*Goal of the exercise*
All that is needed is the number of lines in the records that contain the word "bird", stated without anything else.

*Dataset*
^^^^

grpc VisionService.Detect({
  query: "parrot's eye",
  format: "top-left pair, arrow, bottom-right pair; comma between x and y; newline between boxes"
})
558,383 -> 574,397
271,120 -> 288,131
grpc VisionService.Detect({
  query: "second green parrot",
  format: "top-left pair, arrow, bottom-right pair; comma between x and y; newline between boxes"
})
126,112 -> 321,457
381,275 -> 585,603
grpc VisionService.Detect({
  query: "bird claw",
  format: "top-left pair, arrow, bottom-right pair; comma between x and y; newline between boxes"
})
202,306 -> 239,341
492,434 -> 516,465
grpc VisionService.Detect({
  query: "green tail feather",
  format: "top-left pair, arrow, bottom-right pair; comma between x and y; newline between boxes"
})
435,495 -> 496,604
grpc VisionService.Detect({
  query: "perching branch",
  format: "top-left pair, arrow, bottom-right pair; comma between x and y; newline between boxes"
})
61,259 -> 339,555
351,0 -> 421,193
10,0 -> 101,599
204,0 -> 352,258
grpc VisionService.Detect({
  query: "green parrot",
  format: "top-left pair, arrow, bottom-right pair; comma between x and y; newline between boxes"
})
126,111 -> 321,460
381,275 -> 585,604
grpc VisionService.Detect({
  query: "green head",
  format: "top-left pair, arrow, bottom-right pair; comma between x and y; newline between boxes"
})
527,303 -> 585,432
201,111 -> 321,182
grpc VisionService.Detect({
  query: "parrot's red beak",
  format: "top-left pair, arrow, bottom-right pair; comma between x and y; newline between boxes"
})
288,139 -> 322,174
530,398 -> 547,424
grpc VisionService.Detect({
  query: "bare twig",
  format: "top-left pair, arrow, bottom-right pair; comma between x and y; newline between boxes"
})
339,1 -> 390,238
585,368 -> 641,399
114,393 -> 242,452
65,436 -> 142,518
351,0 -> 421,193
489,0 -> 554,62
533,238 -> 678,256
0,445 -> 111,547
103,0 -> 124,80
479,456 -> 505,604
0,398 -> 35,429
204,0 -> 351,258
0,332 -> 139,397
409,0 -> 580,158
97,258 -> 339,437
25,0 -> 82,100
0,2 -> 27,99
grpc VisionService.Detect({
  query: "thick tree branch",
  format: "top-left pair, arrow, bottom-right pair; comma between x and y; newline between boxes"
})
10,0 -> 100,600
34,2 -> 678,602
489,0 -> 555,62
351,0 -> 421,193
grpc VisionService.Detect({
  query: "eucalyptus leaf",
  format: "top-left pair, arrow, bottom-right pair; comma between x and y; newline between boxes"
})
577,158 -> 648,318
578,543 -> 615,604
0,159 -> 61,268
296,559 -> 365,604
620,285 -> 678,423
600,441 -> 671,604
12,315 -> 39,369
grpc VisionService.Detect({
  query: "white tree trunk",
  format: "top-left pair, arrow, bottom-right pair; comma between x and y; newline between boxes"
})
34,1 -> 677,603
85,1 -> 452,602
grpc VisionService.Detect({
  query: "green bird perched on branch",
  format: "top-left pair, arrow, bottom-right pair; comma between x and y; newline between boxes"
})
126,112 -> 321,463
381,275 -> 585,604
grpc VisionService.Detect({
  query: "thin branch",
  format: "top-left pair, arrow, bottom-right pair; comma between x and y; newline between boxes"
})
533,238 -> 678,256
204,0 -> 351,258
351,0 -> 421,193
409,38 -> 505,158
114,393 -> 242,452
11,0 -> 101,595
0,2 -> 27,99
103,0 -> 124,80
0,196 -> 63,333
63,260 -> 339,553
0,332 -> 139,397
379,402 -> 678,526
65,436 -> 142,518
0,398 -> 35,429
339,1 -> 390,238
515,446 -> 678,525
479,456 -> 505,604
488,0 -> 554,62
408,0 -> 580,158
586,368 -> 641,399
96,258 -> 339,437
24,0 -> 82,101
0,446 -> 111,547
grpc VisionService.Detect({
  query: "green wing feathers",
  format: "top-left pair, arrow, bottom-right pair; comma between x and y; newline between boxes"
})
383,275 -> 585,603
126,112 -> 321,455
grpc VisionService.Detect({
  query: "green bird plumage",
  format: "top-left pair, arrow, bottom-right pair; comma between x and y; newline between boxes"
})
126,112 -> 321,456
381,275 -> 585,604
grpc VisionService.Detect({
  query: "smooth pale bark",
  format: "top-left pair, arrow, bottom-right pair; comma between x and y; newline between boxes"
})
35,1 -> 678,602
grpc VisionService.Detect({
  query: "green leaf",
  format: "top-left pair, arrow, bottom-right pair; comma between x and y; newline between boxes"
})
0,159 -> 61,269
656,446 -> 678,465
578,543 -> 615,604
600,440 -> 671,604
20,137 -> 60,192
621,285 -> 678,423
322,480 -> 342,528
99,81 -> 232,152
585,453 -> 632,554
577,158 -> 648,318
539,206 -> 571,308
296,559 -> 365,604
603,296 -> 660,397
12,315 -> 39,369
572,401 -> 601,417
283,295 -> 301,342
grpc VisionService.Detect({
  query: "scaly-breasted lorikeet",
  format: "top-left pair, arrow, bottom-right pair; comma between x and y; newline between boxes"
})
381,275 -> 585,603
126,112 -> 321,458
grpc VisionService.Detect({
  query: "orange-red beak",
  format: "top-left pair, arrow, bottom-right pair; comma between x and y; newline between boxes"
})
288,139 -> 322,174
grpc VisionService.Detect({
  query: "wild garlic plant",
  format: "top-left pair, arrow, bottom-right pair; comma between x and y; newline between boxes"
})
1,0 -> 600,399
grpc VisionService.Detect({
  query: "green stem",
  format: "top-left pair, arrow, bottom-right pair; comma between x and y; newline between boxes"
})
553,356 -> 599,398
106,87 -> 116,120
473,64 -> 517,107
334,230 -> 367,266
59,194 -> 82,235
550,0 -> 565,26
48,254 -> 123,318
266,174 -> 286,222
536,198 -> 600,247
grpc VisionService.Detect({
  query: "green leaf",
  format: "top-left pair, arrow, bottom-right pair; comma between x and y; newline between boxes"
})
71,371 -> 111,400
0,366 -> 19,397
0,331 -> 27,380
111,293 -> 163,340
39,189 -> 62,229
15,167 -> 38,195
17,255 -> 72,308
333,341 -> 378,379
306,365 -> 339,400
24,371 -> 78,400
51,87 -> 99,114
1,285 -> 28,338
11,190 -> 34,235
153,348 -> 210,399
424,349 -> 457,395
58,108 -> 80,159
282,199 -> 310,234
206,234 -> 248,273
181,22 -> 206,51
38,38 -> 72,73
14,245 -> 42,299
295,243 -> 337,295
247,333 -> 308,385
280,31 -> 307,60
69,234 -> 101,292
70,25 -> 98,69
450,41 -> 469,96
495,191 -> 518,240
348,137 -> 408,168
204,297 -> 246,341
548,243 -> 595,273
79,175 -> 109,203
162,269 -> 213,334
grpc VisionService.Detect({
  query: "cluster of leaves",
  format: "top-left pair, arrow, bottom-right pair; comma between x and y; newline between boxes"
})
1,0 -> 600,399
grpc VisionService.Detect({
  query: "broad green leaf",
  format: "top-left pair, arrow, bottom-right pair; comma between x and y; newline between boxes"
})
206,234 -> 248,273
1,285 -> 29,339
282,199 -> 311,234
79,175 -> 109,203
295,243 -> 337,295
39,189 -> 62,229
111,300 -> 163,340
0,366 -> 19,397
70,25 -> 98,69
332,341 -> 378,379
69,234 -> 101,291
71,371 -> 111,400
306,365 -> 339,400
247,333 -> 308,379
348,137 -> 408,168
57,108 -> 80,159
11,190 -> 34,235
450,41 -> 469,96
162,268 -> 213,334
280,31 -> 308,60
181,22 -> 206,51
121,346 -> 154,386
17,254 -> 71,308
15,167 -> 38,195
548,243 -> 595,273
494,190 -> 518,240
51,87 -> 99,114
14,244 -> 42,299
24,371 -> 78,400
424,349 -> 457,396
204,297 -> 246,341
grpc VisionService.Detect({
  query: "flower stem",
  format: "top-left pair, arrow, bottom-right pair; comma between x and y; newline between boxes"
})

^^^^

*Exercise result*
3